*TO BE DONE:*
Reproduce every line of the data between the lines holding "Which element in the above screenshot is the terraced" and "[116,189,1161,498]", inclusive. Offset each bounding box coordinate by adding 108, and copy all other lines unchanged.

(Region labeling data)

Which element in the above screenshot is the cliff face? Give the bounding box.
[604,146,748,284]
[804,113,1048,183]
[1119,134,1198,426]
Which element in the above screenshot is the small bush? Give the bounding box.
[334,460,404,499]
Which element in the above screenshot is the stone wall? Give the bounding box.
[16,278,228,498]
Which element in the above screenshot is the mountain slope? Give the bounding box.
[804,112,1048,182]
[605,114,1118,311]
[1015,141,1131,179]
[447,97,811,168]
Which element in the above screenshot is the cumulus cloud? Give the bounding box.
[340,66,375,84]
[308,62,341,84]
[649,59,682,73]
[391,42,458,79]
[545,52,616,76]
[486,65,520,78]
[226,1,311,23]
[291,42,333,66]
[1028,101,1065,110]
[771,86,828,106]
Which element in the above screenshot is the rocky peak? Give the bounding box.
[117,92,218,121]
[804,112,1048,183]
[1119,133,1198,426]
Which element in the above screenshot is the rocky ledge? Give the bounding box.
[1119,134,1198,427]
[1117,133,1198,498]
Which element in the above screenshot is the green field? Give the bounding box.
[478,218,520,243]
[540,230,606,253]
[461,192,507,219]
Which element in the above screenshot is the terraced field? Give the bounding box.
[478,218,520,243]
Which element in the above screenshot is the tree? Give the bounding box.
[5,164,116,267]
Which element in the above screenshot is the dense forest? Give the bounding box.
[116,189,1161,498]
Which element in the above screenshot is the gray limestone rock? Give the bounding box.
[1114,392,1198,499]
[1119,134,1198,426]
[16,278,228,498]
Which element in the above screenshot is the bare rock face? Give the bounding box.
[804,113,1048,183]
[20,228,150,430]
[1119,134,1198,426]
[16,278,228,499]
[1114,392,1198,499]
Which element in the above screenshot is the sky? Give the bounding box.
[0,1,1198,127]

*ANSWER IN FULL:*
Which element in the above screenshot is the terraced field? Give the bounding box.
[586,326,628,351]
Which element in the above screenshot is the tree? Give the bounding box.
[113,272,224,375]
Which element in the above screenshot is the dense forest? Give the bounding box.
[224,297,1269,606]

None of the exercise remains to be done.